*About this exercise*
Answer these questions from the forum post about the sequence analysis workflow:
1. How many samples are being compared, and what was used to sequence them?
2. Which step creates an output of 58 gigabytes?
3. What cutoff and method are given for cluster.seqs?

*Text section*
- Opening Delimiter -

I would like to run the command tree.shared to see the similarity between 8 samples. All samples were sequenced using Ion Torrent. I have 237,000 sequences. I’m trying to use this workflow:

  1. unique.seqs
  2. align.seqs
  3. filter.seqs
  4. dist.seqs (cutoff 0.1, ouput=lt)
  5. cluster.seqs (cutoff 0.1, furthest method)
  6. make.shared
  7. tree.shared

However, the step 4 (dist.seqs) is creating an output of 58 gigabytes of size and the cluster analysis is not running well (my computer cannot read the matrix entirely). Could you help me or suggest anything?

Below, I show you some data that could be useful.

- Closing Delimiter -

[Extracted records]

- Opening Delimiter -

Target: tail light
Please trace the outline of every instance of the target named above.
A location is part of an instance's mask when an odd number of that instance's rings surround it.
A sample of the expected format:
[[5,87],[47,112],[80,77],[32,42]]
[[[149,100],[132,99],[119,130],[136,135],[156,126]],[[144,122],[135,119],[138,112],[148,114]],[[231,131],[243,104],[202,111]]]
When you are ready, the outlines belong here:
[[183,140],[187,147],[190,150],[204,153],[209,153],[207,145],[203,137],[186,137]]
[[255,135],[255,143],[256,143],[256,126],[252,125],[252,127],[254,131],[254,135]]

- Closing Delimiter -

*Result of the exercise*
1. Eight samples, all sequenced using Ion Torrent.
2. Step 4, dist.seqs.
3. A cutoff of 0.1 with the furthest method.